GOAL: Could you render every row below as a numbered list, skipping any blank lines?
╭─ AVAILABLE DATA
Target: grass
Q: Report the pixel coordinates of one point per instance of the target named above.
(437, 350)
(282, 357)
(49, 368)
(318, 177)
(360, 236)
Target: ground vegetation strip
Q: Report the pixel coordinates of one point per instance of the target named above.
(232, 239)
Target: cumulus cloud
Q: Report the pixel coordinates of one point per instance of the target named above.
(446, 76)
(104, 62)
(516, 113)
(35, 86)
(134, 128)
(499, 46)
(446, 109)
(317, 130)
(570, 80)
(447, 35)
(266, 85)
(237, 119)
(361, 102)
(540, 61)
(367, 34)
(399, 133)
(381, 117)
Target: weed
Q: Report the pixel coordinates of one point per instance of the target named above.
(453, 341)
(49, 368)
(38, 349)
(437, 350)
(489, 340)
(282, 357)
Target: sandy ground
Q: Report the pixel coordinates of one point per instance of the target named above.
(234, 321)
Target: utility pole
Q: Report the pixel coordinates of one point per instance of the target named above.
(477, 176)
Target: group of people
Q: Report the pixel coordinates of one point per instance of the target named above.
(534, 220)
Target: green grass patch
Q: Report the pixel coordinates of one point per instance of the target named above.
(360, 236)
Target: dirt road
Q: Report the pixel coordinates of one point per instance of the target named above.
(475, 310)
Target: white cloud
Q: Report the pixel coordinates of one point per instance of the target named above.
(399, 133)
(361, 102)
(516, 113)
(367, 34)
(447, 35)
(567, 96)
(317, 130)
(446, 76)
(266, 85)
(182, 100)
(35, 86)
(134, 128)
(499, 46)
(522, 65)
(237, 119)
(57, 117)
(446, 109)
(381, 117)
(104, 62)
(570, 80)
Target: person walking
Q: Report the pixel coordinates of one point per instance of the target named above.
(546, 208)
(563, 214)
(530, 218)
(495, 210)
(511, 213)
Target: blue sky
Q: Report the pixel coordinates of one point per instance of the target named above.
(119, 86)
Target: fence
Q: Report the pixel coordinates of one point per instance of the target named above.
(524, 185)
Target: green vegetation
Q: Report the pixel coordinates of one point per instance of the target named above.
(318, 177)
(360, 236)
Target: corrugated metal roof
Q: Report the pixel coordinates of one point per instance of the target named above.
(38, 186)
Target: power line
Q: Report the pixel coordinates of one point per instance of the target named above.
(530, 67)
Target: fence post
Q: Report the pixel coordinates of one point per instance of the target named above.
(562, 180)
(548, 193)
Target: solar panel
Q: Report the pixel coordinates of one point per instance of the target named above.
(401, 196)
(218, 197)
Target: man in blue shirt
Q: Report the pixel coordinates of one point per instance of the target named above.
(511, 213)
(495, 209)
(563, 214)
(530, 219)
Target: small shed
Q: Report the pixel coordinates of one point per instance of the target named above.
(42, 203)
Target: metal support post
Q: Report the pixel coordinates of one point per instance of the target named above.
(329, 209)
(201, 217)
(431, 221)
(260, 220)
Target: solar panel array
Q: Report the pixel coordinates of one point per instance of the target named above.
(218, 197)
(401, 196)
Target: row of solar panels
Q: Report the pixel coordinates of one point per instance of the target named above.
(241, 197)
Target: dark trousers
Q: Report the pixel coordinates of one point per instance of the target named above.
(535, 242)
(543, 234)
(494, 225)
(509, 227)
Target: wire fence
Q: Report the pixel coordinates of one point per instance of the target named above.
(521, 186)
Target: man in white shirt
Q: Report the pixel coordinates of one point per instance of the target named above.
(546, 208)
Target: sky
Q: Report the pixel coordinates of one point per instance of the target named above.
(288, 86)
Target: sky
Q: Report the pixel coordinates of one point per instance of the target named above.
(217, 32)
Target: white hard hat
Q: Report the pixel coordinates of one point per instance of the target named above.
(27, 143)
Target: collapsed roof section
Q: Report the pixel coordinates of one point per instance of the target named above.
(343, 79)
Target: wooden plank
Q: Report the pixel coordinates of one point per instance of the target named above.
╰─
SOLUTION BELOW:
1. Target: grass
2. Q: Report the pixel coordinates of one point per instance of the target named above.
3. (437, 350)
4. (282, 357)
5. (49, 368)
6. (318, 177)
7. (360, 236)
8. Target: ground vegetation strip
9. Q: Report the pixel coordinates of one point per instance of the target named above.
10. (232, 239)
11. Target: cumulus cloud
12. Q: Report the pixel coordinates of one point per instance of the target named above.
13. (446, 76)
14. (104, 62)
15. (516, 113)
16. (35, 86)
17. (134, 128)
18. (499, 46)
19. (446, 109)
20. (317, 130)
21. (570, 80)
22. (447, 35)
23. (266, 85)
24. (237, 119)
25. (361, 102)
26. (540, 61)
27. (367, 34)
28. (399, 133)
29. (381, 117)
30. Target: weed
31. Q: Report the pixel coordinates of one point per instance of the target named above.
32. (453, 341)
33. (49, 368)
34. (38, 349)
35. (437, 350)
36. (489, 340)
37. (282, 357)
38. Target: sandy ground
39. Q: Report the pixel coordinates of one point per instance of the target named above.
40. (234, 321)
41. Target: utility pole
42. Q: Report the pixel coordinates of one point per instance of the target named above.
43. (477, 176)
44. Target: group of people
45. Q: Report the pixel coordinates of one point per instance of the target named above.
46. (534, 220)
47. Target: green grass patch
48. Q: Report the pixel coordinates of one point per instance of the target named above.
49. (360, 236)
50. Target: dirt road
51. Q: Report the pixel coordinates of one point per instance of the target named above.
52. (475, 310)
53. Target: white cloud
54. Q: Report the pixel coordinates of one point per instance of the target named above.
55. (399, 133)
56. (361, 102)
57. (516, 113)
58. (367, 34)
59. (447, 35)
60. (567, 96)
61. (317, 130)
62. (446, 76)
63. (266, 85)
64. (182, 100)
65. (35, 86)
66. (134, 128)
67. (499, 46)
68. (522, 65)
69. (237, 119)
70. (57, 117)
71. (446, 109)
72. (381, 117)
73. (104, 62)
74. (570, 80)
75. Target: person walking
76. Q: Report the pixel coordinates of one point per instance of the target named above.
77. (546, 208)
78. (563, 214)
79. (530, 218)
80. (495, 210)
81. (511, 213)
82. Target: blue sky
83. Q: Report the pixel coordinates of one point per instance of the target named above.
84. (119, 86)
85. Target: fence
86. Q: Report the pixel coordinates of one point per instance of the target named above.
87. (524, 185)
88. Target: green vegetation
89. Q: Report the pixel coordinates of one point per instance of the target named above.
90. (318, 177)
91. (360, 236)
92. Target: corrugated metal roof
93. Q: Report the pixel coordinates of one point per instance of the target named above.
94. (38, 186)
95. Target: power line
96. Q: Report the pixel coordinates of one point per instance of the target named above.
97. (530, 67)
98. Target: fence post
99. Q: Report the pixel coordinates of one point per instance of the target named above.
100. (562, 180)
101. (548, 193)
102. Target: solar panel
103. Q: Report the pixel coordinates of one point per instance of the target named above.
104. (401, 196)
105. (218, 197)
106. Target: man in blue shirt
107. Q: Report the pixel coordinates of one point per instance of the target named above.
108. (511, 213)
109. (495, 209)
110. (563, 214)
111. (530, 219)
112. Target: small shed
113. Q: Report the pixel coordinates of one point per instance of the target named above.
114. (42, 203)
115. Target: metal support post
116. Q: Report the pixel coordinates of one point per instance of the target named above.
117. (329, 209)
118. (201, 217)
119. (431, 221)
120. (260, 220)
121. Target: solar panel array
122. Q: Report the pixel coordinates of one point per instance of the target named above.
123. (218, 197)
124. (401, 196)
125. Target: row of solar panels
126. Q: Report the pixel coordinates of one point per instance of the target named above.
127. (241, 197)
128. Target: dark trousers
129. Q: Report the pixel coordinates of one point per instance of the target named above.
130. (535, 242)
131. (543, 234)
132. (494, 225)
133. (509, 227)
134. Target: wire fence
135. Q: Report the pixel coordinates of one point per instance of the target named above.
136. (521, 186)
137. Target: man in white shirt
138. Q: Report the pixel coordinates of one point per instance of the target named above.
139. (546, 208)
140. Target: sky
141. Q: Report the pixel coordinates of one point per instance of the target named above.
142. (288, 86)
143. Target: sky
144. Q: Report the pixel coordinates of one point per instance of the target named above.
145. (217, 32)
146. Target: white hard hat
147. Q: Report the pixel coordinates of one point per instance of the target named above.
148. (27, 143)
149. Target: collapsed roof section
150. Q: Report the pixel coordinates of one point per instance of the target named above.
151. (343, 79)
152. Target: wooden plank
153. Q: Report the pixel coordinates of one point per instance of the target named above.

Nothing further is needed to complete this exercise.